--- Directions ---
Lines with the word "white" in them are the ones to copy from the records.

--- Dataset records ---
══════════
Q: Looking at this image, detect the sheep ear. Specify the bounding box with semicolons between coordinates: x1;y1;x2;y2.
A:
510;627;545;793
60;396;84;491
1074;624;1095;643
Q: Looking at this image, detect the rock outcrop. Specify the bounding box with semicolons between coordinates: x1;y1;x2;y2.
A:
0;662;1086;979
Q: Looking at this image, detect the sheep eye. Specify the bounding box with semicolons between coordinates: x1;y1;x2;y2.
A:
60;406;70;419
══════════
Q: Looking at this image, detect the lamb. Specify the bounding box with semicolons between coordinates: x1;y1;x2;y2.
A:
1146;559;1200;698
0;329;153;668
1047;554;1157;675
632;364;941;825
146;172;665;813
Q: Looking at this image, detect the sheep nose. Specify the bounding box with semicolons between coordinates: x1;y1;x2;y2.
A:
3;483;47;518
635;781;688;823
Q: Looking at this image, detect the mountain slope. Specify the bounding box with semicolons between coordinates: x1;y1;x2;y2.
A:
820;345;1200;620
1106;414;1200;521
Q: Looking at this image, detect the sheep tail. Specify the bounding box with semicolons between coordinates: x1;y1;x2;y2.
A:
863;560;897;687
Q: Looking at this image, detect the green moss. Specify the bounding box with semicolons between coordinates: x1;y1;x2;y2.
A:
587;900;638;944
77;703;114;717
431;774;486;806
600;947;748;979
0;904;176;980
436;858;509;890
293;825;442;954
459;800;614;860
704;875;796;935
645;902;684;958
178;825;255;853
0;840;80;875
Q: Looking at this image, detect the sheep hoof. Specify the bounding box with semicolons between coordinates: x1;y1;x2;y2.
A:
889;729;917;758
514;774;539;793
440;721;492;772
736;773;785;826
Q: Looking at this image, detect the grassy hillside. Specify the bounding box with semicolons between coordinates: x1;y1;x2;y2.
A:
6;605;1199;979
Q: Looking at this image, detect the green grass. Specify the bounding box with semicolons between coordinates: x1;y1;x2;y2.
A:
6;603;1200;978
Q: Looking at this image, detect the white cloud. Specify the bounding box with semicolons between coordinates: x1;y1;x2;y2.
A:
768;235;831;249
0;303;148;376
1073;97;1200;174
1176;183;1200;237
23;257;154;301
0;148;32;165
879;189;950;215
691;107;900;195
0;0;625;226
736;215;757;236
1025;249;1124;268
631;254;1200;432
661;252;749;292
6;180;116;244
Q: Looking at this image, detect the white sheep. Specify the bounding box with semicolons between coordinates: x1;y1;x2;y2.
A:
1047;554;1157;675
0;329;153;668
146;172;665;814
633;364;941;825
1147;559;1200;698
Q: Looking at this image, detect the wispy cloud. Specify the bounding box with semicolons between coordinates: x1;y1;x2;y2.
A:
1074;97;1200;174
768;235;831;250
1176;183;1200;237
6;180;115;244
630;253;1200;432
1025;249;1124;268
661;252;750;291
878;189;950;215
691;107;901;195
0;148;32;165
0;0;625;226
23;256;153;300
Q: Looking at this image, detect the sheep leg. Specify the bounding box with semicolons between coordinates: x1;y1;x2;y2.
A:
══════════
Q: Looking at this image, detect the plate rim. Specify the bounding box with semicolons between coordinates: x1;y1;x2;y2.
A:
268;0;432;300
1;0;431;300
══════════
--- Solution for this problem ---
Q: Looking at this image, detect the white cloud. Specify the bounding box with semicolons between coordinates: x1;y1;x2;y2.
Q: Looking at this image, detect the white sheep. Specify the bounding box with semicolons between coordinates: x1;y1;x2;y2.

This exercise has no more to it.